_TEXTE PROPOSÉ:_
·····
Du 17 mars au 10 mai 2020, les travailleurs sociaux, les parents et les enfants accompagnés par l’Aide sociale à l’enfance, mais aussi les personnes engagées à leurs côtés, ont été fortement mis à l’épreuve par le confinement. Témoignages sur cette période inédite.
Du jour au lendemain, le premier confinement du printemps 2020 a entraîné la fermeture des écoles, mais aussi l’arrêt des suivis médicaux et éducatifs, la suspension quasi totale des visites parentales ou du retour à domicile le week-end pour les milliers d’enfants et adolescents hébergés par l’Aide sociale à l’enfance.
Pendant 55 jours, la crise sanitaire a eu des répercussions considérables sur les enfants, les familles, mais aussi les professionnels qui les accompagnaient. Mais si le confinement “a exacerbé des dysfonctionnements et des difficultés en matière de protection de l’enfance, il a aussi été le révélateur de toutes sortes de possibles”, constate Céline Truong, volontaire permanente, responsable du Département petite enfance-famille au sein d’ATD Quart Monde. “Cela donne des pistes de travail pour l’avenir. Nous pouvons en tirer des leçons, autant pour un nouveau confinement, que pour la vie de tous les jours des familles et des travailleurs sociaux qui les accompagnent”, ajoute-t-elle.
·····
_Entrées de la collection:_
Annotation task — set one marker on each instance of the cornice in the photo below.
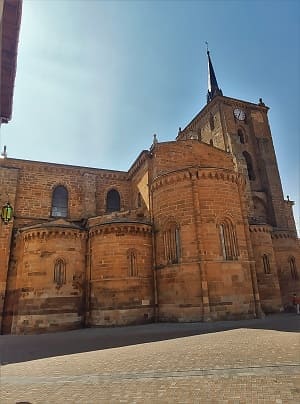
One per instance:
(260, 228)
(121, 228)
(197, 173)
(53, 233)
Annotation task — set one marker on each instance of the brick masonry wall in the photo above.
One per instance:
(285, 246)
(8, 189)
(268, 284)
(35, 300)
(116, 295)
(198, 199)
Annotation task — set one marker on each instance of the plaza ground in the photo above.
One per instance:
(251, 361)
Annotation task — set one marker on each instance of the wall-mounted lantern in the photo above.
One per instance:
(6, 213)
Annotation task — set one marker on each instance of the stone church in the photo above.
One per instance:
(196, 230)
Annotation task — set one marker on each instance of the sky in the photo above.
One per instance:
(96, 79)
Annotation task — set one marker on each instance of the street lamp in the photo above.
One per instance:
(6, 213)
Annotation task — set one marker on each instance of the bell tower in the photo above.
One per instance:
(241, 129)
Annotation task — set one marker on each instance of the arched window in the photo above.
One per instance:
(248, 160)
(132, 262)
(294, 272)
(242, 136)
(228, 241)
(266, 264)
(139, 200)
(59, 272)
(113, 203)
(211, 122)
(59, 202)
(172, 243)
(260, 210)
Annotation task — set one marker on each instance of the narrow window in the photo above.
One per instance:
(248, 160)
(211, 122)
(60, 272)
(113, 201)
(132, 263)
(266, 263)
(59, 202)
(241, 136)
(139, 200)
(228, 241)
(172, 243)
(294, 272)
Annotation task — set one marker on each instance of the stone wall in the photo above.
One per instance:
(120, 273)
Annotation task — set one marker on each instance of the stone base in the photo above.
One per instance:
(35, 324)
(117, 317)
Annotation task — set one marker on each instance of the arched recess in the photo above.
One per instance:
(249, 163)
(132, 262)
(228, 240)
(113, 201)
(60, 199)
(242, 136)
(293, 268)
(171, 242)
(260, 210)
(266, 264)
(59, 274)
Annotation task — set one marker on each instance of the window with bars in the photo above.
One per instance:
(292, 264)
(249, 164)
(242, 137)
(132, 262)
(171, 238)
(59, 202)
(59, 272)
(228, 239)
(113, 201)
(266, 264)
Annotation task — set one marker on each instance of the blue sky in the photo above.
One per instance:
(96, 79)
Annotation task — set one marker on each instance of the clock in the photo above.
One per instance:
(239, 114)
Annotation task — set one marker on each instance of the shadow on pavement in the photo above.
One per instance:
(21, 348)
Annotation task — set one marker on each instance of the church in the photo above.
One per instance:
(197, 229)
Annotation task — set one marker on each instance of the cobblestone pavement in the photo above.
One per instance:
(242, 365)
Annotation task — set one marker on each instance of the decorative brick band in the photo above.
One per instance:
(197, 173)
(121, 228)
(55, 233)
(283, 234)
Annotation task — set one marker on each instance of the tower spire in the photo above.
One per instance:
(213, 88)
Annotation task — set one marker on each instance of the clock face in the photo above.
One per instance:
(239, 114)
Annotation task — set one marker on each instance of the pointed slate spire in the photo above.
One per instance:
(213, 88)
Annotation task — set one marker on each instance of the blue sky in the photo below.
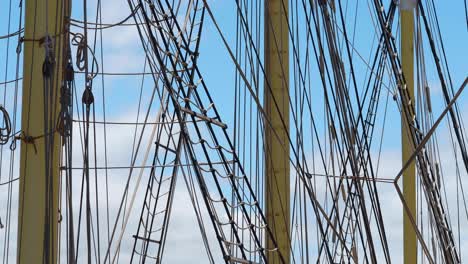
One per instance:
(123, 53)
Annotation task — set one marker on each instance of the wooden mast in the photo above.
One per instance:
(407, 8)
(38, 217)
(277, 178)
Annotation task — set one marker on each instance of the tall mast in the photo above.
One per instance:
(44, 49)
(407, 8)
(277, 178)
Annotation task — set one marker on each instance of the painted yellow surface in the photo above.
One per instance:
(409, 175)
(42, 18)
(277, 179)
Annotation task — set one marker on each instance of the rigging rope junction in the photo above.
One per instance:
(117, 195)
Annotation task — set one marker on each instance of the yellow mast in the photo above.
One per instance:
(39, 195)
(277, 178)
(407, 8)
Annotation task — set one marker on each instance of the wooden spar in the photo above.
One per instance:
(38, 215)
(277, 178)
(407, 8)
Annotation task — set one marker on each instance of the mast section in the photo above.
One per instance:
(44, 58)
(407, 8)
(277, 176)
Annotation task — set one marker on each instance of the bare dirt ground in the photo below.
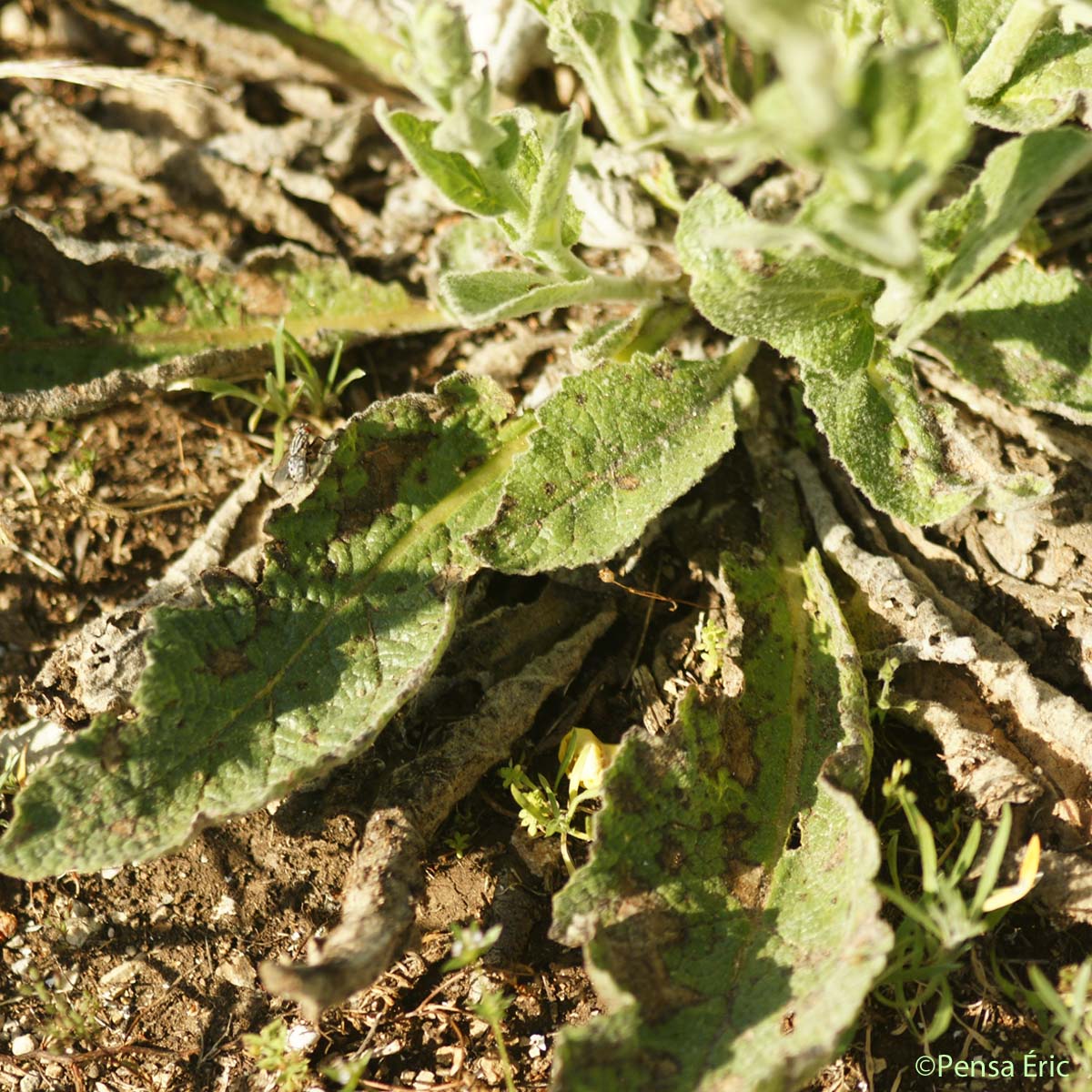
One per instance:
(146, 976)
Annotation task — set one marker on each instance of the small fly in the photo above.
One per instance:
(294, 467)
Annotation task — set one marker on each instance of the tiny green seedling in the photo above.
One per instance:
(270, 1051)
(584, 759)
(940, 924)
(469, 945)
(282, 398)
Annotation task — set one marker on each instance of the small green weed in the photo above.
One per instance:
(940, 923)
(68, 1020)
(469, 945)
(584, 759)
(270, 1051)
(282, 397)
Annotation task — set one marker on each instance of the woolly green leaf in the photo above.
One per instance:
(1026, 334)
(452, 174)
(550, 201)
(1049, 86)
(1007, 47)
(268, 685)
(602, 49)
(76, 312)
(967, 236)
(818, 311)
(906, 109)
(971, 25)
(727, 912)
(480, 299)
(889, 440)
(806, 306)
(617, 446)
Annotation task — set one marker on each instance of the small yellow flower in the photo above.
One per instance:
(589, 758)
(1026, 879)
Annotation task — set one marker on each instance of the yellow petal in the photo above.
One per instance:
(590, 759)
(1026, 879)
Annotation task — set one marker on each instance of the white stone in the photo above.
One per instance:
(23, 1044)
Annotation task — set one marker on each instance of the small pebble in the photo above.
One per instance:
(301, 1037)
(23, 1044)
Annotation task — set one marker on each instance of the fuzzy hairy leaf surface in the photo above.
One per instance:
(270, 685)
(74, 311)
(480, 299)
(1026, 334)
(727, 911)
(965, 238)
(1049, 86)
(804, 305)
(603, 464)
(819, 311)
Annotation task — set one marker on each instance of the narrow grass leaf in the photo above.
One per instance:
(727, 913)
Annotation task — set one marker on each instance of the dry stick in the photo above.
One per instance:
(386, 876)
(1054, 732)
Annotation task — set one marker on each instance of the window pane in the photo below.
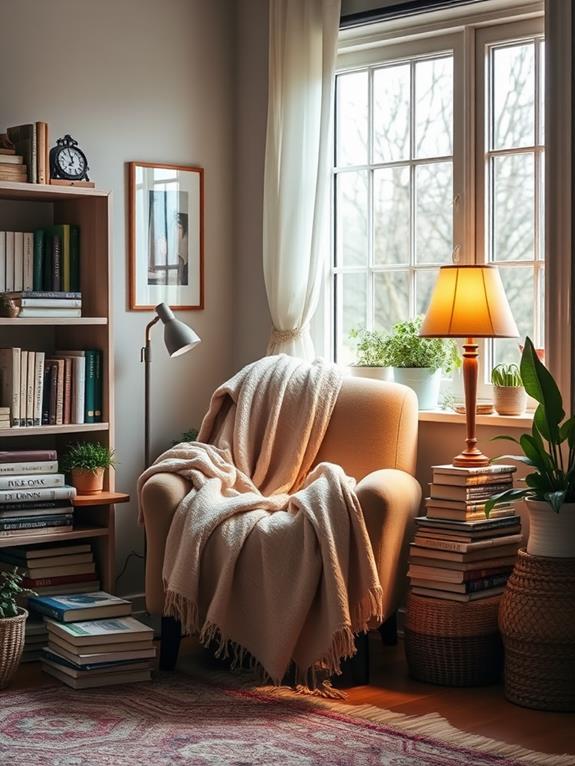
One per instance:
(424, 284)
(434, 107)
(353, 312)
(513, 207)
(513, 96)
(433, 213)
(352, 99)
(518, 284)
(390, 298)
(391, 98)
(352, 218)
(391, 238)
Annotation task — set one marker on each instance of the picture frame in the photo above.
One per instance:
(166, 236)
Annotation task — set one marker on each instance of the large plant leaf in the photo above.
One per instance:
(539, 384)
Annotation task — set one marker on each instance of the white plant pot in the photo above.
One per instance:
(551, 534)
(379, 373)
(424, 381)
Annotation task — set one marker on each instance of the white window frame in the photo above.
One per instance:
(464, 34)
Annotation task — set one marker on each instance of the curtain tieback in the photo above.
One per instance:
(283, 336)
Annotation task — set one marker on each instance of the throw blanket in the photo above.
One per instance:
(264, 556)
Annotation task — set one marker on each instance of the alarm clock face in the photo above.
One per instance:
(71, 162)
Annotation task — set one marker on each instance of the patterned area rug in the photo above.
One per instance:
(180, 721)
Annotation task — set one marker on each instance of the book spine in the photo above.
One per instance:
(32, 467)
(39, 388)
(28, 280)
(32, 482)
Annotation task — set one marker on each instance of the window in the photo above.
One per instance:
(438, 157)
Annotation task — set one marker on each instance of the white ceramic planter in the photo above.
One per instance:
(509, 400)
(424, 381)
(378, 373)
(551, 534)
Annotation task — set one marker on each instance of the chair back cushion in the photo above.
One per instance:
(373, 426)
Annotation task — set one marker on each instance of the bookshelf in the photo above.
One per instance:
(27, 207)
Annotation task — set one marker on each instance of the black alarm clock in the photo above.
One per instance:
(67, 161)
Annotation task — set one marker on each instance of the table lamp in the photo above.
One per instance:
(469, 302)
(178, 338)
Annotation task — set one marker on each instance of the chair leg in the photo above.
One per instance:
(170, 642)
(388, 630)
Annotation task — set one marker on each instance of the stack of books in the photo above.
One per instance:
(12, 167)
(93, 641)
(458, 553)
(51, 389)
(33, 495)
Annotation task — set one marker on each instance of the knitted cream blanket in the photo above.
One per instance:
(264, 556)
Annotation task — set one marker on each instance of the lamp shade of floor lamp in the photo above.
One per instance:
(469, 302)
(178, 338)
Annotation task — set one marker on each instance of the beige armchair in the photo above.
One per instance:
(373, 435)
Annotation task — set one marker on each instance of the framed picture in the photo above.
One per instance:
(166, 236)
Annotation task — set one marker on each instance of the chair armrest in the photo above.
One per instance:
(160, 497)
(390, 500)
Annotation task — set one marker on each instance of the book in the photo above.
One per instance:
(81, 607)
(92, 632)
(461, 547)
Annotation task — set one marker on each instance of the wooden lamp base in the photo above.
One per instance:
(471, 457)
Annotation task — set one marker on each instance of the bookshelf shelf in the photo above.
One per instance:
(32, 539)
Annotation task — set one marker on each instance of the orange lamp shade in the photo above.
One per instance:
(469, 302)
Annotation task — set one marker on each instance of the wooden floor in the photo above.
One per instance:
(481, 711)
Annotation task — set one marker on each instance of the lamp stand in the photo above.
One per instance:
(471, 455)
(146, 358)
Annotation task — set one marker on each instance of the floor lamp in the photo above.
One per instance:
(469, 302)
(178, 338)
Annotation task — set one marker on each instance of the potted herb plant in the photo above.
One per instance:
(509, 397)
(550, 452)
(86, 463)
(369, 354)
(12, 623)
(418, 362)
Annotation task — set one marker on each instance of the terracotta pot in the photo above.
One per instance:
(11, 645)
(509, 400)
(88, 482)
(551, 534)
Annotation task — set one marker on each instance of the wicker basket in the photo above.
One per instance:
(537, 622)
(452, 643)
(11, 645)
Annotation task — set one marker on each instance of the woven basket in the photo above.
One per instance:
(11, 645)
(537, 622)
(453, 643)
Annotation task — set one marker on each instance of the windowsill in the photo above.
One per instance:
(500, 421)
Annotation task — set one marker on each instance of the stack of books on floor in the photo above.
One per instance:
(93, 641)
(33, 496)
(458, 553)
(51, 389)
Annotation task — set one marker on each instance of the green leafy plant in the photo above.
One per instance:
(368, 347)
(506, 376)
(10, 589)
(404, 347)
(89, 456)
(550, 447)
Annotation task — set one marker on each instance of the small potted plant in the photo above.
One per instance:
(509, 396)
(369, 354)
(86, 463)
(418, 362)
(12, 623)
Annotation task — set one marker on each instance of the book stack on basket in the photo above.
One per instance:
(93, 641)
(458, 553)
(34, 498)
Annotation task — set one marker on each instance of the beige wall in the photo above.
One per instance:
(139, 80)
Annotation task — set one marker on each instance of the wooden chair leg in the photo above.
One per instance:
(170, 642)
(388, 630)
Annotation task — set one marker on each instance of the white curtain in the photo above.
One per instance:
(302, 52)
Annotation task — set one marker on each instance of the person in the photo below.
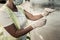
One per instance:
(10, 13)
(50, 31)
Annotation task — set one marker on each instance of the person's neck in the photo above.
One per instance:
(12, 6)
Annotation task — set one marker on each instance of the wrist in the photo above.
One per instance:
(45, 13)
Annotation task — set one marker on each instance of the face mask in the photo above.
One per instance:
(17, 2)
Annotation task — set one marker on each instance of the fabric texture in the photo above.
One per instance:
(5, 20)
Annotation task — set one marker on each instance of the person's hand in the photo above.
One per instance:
·····
_EXERCICES À FAIRE:_
1 – Indiquez si chacune des affirmations suivantes concorde avec le texte sur le confinement et l’Aide sociale à l’enfance, en répondant par oui ou par non et en citant les mots du texte qui tranchent.
(a) Le premier confinement a duré 55 jours.
(b) Les visites parentales ont été entièrement maintenues pendant le confinement.
(c) Céline Truong dirige le Département petite enfance-famille d’ATD Quart Monde.
2 – Poursuivez le texte sur le confinement et l’Aide sociale à l’enfance à partir de sa dernière phrase.

_RÉPONSES AUX EXERCICES:_
1 –
(a) Oui : « Pendant 55 jours ».
(b) Non : « la suspension quasi totale des visites parentales ».
(c) Oui : « responsable du Département petite enfance-famille au sein d’ATD Quart Monde ».

2 –
Sans vouloir faire un état des lieux exhaustif de la protection de l’enfance pendant le confinement, Le journal d’ATD Quart Monde a choisi de donner la parole à Marie-Line Rannou-Desvignes, directrice d’une Maison d’enfants à caractère social qui accueille des enfants confiés par l’Aide sociale à l’enfance, à Sophie Maréchal, volontaire permanente d’ATD Quart Monde et à Juliette*, militante Quart Monde. Leurs trois témoignages montrent l’angoisse, la colère face à certains dénis de droit, mais aussi la créativité et les nouvelles formes de solidarité mises en œuvre par chacun face à cette situation extraordinaire.
Marie-Line Rannou-Desvignes
Aux Marmousets, la Maison d’enfants à caractère social de Saint-Étienne, 27 enfants âgés de 4 à 18 ans ont dû apprendre à vivre ensemble 24 heures sur 24 pendant plus de deux mois. La directrice, Marie-Line Rannou-Desvignes, ressent encore beaucoup de colère quand elle repense à cette période. “Ce que l’on a imposé aux familles, c’est un déni des droits. Leurs droits fondamentaux n’ont pas été respectés”.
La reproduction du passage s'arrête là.